-- Provided material start --

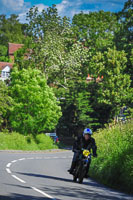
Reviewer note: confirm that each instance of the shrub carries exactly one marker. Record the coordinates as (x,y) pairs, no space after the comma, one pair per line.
(115,157)
(16,141)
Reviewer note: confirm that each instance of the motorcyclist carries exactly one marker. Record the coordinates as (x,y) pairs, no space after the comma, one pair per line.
(84,141)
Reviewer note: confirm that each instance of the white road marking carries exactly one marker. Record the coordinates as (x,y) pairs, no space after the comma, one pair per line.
(8,165)
(22,181)
(38,157)
(14,161)
(43,193)
(8,170)
(47,158)
(22,159)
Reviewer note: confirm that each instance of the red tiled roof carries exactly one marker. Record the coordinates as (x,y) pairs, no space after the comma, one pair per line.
(4,64)
(13,47)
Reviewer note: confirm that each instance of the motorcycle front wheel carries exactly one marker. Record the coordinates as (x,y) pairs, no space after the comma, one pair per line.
(74,178)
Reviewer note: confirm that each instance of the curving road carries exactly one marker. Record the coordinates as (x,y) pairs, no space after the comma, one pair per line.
(43,176)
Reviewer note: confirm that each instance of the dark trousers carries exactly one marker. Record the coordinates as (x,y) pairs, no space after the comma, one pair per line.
(74,160)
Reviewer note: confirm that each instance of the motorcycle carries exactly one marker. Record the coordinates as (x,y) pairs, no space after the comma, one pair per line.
(81,166)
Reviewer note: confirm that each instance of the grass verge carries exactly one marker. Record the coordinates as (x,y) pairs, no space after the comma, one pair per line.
(16,141)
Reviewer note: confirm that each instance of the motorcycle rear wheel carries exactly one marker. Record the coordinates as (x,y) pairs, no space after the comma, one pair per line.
(74,179)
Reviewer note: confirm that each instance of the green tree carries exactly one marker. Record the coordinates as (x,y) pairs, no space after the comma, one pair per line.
(113,91)
(124,35)
(11,30)
(35,106)
(5,104)
(96,29)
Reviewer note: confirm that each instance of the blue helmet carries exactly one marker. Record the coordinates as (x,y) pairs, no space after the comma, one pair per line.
(87,131)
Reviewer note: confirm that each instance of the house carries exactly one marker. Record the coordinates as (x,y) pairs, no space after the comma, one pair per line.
(5,67)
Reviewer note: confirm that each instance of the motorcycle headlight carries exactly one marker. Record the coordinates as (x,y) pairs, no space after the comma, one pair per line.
(86,153)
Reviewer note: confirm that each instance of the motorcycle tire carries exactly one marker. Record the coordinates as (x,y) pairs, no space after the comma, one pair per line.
(74,179)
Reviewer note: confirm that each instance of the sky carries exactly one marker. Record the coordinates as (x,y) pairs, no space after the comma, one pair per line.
(65,7)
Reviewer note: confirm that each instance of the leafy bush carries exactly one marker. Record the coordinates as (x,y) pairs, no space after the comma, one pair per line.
(35,106)
(114,165)
(16,141)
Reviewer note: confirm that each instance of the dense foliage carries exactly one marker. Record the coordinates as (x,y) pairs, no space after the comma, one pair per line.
(97,45)
(5,104)
(17,141)
(35,107)
(115,157)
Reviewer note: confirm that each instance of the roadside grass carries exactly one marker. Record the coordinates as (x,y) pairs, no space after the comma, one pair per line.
(16,141)
(114,164)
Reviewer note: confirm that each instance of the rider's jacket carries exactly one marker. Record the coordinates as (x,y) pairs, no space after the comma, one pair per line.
(86,144)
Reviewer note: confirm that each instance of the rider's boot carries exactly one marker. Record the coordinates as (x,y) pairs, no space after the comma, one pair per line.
(72,167)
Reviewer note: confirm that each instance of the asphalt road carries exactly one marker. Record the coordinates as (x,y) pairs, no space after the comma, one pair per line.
(43,176)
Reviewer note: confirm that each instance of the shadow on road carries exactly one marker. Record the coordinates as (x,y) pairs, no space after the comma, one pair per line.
(15,196)
(74,191)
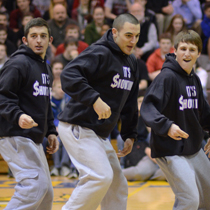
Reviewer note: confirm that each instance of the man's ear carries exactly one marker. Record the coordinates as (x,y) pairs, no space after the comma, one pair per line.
(24,39)
(51,40)
(114,32)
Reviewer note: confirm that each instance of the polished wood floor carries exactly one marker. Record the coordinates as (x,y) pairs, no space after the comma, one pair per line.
(151,195)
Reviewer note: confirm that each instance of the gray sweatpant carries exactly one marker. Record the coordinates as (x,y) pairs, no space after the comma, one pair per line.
(29,166)
(189,179)
(100,176)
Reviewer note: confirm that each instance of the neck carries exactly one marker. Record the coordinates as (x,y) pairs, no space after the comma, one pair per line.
(67,55)
(60,23)
(25,10)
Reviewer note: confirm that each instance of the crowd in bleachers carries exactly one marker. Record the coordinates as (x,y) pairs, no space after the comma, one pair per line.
(76,24)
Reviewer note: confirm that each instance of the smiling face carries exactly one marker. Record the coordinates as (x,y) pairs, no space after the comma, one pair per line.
(165,45)
(23,4)
(38,40)
(127,37)
(186,55)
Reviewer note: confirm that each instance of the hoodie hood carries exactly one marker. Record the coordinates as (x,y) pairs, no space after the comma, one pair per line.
(108,41)
(23,49)
(171,63)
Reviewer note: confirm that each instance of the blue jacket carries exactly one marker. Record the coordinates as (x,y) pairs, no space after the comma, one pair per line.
(102,70)
(25,83)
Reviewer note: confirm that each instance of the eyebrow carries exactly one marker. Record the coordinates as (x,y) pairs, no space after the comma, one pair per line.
(41,33)
(129,33)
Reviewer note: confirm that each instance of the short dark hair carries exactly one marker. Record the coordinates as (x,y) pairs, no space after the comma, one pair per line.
(56,60)
(3,28)
(188,36)
(206,5)
(4,13)
(70,40)
(36,22)
(165,36)
(120,20)
(72,26)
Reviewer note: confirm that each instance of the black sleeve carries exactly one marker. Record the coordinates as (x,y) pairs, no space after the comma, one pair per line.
(143,73)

-- Provided material end --

**Aim of the exercise:** Rewrite the lines of the material from the one containing "Reviewer note: confirm that each instance of the black" through the end, inclusive, as a Markdown table with columns Row and Line, omitting any blank lines.

**Finished answer:**
| Row | Line |
|---|---|
| 1 | Reviewer note: confirm that each instance of the black sleeve carries exactly one marker. Record the coordinates as (x,y) pairs, no space after the comma, one pair per line. |
| 2 | (143,73) |